======== ESTRATTO SELEZIONATO ========

I Cooperatori e le Cooperatrici, che vogliono promuovere la diffusione di un tal libretto e goder delle agevolezze offerte, si appiglino a questo semplice mezze.
a Roma.
Tre ore in Torino.
Il 13 del mese d'ottobre, il Pellegrinaggio delle Associazioni Operaie francesi - sezione del Nord -ha passato alcune ore in Torino; si componeva di 900 persone, fra le quali molti preti, cappellani dei Circoli cattolici e direttori di varie altre Opere.
Il signor Léon Harmel, di Val des Bois, e due dei suoi figli; il signor barone di Monpetit e il signor Champion guidavano la devota falange.
Il primo treno entrava nella stazione alle 5,30 di sera. Alcuni preti Salesiani francesi, mandati da D. Bosco, salutano il signor Léon Harmel a nome del loro Padre, dicendo che a lui rincresceva, per l'amore che porta alla Francia, di non poter dare ai pellegrini, troppo numerosi, un'ospitalità che sarebbe stata di suo onore e consolazione, per la ristrettezza dei locali dell'Oratorio. Ma tuttavia , desiderando far conoscere quanto apprezzasse e desiderasse la loro venuta, dimenticando il peso degli anni, voler recarsi presso agli operai, a fine di congratularsi con essoloro della loro nobile impresa.
Il signor Harmel, accettando la lieta proposta indicò l'ora più conveniente per la visita di D. Bosco.
Si era preparata la cena dei pellegrini nel ristorante Sogno , posta in mezzo al magnifico giardino del Valentino. Trenta vetture della Società Piemontese dovevano fare il servizio dalla stazione al Valentino.
I curiosi non mancavano davanti alla stazione ; il loro atteggiamento perfetto dava tutto il comodo di godere lo spettacolo : numerose guardie mandate dal municipio assistevano pel buon ordine.
Allegri e nello stesso tempo visibilmente raccolti, i viaggiatori non davano indizio delle 27 ore di strada ferrata che avevano già percorse.
Due erano i treni. Il secondo non tardò molto ad arrivare Come i viaggiatori del primo, questi scendono, escono, salgono le vetture con una calma ed una prestezza di cui la folla, abbastanza numerosa, rimane maravigliata.
D. Bosco, accompagnato da D. Rua, suo vicario generale, giunse verso le sei e mezzo davanti al ristorante Sogno. Egli è subito circondato dai Francesi con una premura che gli è causa di una vivissima emozione : quelle voci e quei visi conosciuti gli rimettono in memoria le sue corse a traverso la Francia. Il signor Léon Harmel ed il R. P. Assistente dei Fratelli di San Vincenzo de' Paoli lo aiutano a camminare, mentre egli si avvicina adagio adagio verso la sala disposta pei pellegrini.

========

OBIETTIVO A: Trascriva senza alcuna modifica, dal resoconto della sosta dei pellegrini a Torino, il tratto che va da "Si era preparata" fino a "stazione al Valentino.".

======== VOCI FORNITE ========

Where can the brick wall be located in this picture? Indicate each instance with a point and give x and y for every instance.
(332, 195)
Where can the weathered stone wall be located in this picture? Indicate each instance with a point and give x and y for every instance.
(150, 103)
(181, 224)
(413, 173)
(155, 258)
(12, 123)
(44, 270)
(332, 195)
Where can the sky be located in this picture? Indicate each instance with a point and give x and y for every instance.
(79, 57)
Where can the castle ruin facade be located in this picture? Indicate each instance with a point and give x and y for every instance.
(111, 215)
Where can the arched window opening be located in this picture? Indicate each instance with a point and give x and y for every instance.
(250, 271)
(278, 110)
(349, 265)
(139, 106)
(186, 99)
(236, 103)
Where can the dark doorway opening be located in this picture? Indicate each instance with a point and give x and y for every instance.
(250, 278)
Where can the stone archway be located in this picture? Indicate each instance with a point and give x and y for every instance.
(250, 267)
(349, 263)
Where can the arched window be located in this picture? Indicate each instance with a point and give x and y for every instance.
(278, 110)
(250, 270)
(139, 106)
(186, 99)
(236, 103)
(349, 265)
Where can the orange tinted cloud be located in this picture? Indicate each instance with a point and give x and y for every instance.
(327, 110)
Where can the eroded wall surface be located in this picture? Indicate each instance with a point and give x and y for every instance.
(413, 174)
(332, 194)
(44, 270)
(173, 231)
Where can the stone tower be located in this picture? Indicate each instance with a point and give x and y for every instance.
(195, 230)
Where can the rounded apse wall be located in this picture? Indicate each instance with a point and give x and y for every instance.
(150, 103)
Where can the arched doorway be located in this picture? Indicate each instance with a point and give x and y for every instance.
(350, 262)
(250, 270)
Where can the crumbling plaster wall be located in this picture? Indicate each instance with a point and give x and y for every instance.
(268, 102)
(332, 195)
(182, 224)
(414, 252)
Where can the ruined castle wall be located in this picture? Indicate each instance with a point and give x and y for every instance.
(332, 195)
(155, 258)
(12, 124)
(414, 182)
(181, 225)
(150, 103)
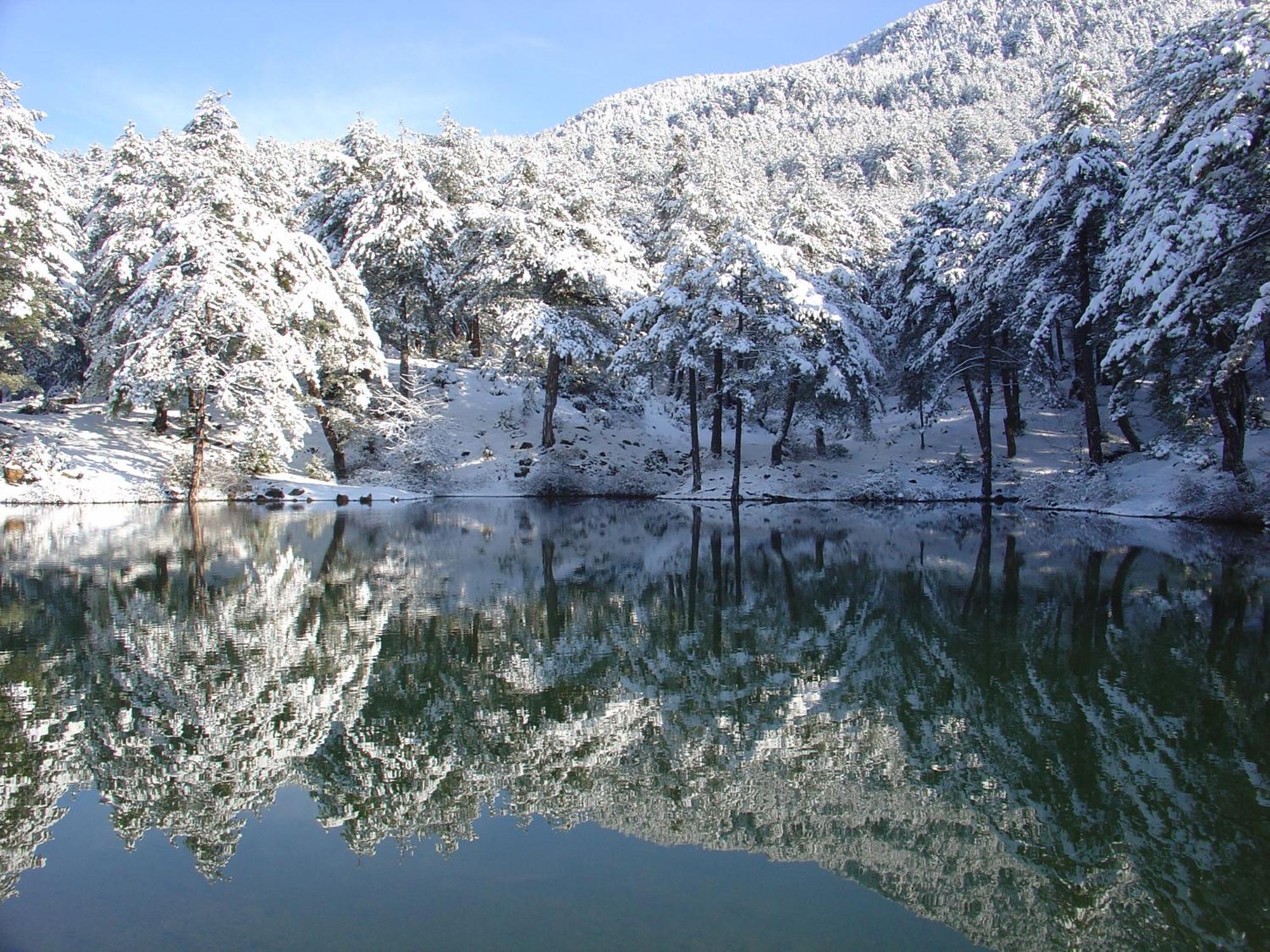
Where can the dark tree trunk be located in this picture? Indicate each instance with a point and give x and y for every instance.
(338, 461)
(553, 393)
(551, 593)
(694, 581)
(1014, 421)
(695, 431)
(791, 398)
(1121, 582)
(717, 422)
(199, 414)
(987, 341)
(407, 376)
(1231, 406)
(1085, 369)
(984, 433)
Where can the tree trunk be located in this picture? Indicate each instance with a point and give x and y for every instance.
(407, 376)
(1231, 406)
(694, 427)
(791, 398)
(717, 565)
(1014, 421)
(1085, 369)
(694, 581)
(987, 416)
(199, 412)
(338, 461)
(551, 593)
(982, 432)
(553, 393)
(736, 456)
(717, 423)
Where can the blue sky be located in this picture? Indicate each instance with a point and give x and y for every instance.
(302, 70)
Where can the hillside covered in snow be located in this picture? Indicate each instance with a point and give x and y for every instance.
(991, 251)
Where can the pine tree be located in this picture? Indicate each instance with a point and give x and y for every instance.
(1053, 242)
(1192, 293)
(39, 243)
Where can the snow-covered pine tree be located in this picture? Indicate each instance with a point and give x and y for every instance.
(130, 206)
(401, 237)
(1053, 242)
(1192, 293)
(778, 331)
(39, 244)
(234, 312)
(556, 282)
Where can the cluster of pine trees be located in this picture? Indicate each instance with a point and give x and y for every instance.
(1135, 261)
(191, 274)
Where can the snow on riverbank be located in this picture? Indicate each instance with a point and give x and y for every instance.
(87, 456)
(492, 449)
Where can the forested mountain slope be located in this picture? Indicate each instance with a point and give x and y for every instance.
(929, 103)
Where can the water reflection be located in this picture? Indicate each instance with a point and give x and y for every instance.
(1041, 732)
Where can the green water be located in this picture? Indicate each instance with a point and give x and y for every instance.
(501, 724)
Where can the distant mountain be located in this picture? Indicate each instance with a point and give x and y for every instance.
(928, 103)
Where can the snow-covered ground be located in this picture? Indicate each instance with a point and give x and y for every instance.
(491, 447)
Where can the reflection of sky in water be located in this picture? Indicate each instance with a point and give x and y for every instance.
(1045, 734)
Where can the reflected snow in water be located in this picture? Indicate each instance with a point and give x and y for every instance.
(514, 724)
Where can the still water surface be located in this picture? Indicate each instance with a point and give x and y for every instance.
(507, 724)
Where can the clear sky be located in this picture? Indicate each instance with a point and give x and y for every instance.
(305, 69)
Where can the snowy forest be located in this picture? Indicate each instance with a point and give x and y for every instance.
(986, 213)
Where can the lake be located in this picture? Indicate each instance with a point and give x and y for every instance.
(510, 724)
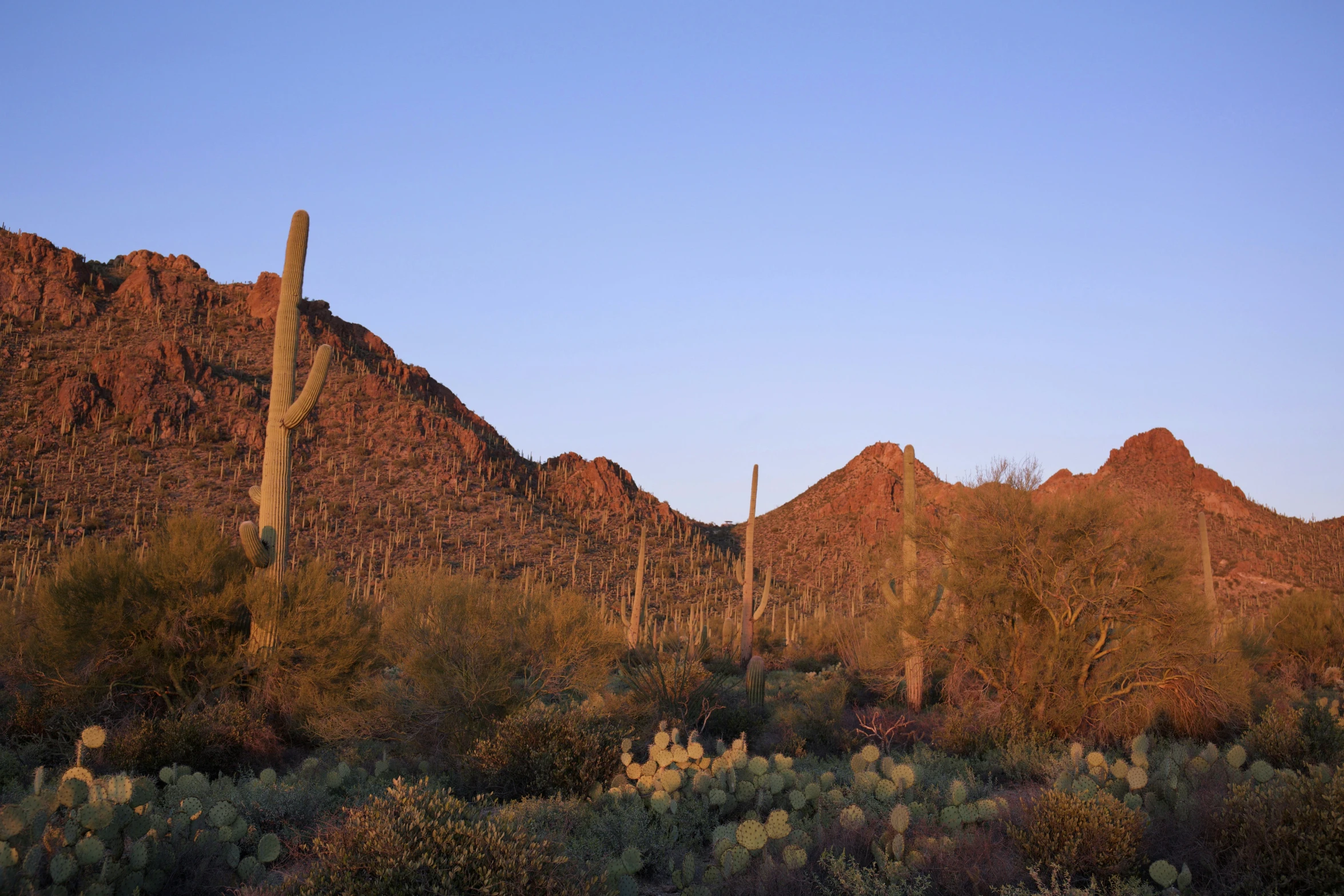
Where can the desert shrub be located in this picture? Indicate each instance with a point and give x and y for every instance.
(10, 768)
(1277, 736)
(1077, 610)
(544, 751)
(1084, 836)
(327, 645)
(1323, 734)
(1059, 885)
(420, 840)
(1307, 631)
(164, 628)
(675, 687)
(463, 652)
(221, 738)
(1285, 836)
(840, 875)
(812, 707)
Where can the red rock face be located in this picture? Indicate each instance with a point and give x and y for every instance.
(264, 297)
(39, 281)
(824, 539)
(158, 386)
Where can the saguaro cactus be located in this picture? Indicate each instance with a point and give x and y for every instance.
(636, 621)
(747, 572)
(910, 556)
(268, 546)
(755, 682)
(1208, 572)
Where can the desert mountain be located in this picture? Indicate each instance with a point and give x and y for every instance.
(137, 387)
(824, 539)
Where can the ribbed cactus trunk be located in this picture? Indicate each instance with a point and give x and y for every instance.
(747, 568)
(268, 546)
(1210, 598)
(910, 556)
(755, 683)
(635, 625)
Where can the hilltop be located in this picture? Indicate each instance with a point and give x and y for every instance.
(824, 539)
(136, 389)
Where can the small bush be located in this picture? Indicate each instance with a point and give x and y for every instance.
(468, 652)
(1287, 836)
(222, 738)
(816, 712)
(1279, 738)
(543, 752)
(1324, 736)
(420, 840)
(1099, 836)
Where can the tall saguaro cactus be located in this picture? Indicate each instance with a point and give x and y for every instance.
(1210, 598)
(636, 621)
(268, 546)
(747, 572)
(910, 556)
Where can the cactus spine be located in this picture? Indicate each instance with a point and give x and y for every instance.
(749, 572)
(914, 663)
(632, 632)
(268, 546)
(755, 682)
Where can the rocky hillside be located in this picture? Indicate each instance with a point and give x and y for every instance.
(137, 389)
(830, 539)
(1257, 552)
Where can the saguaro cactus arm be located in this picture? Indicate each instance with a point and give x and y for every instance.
(312, 389)
(765, 598)
(256, 550)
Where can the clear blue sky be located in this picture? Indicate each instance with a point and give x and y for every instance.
(694, 237)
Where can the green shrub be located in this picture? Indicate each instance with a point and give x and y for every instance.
(419, 840)
(221, 738)
(470, 651)
(543, 752)
(1279, 738)
(812, 707)
(1285, 835)
(1308, 631)
(1064, 568)
(1323, 734)
(840, 875)
(166, 628)
(10, 768)
(1096, 836)
(675, 687)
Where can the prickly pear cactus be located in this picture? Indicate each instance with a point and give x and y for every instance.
(97, 836)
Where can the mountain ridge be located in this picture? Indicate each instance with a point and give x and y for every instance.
(137, 387)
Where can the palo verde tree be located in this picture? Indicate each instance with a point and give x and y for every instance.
(1078, 613)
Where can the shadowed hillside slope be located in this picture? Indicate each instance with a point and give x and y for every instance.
(137, 389)
(824, 539)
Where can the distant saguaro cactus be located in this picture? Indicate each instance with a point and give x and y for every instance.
(268, 546)
(910, 556)
(636, 621)
(755, 682)
(1210, 598)
(747, 572)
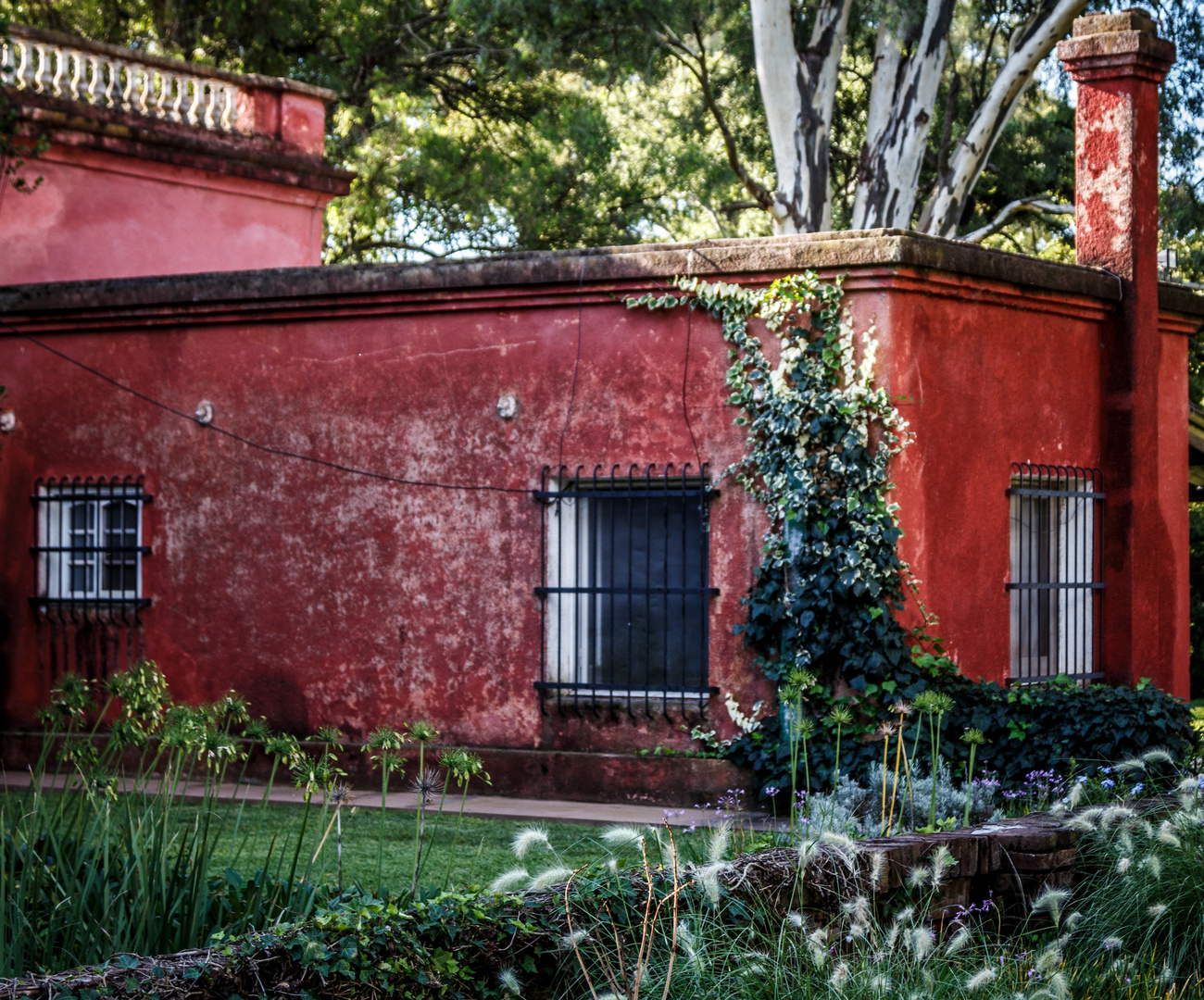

========

OBIETTIVO B: Indichi quante righe dell'elenco contengono la parola "wall", riportando soltanto il numero.

RISPOSTA DEFINITIVA A:
Si era preparata la cena dei pellegrini nel ristorante Sogno , posta in mezzo al magnifico giardino del Valentino. Trenta vetture della Società Piemontese dovevano fare il servizio dalla stazione al Valentino.

RISPOSTA DEFINITIVA B: 6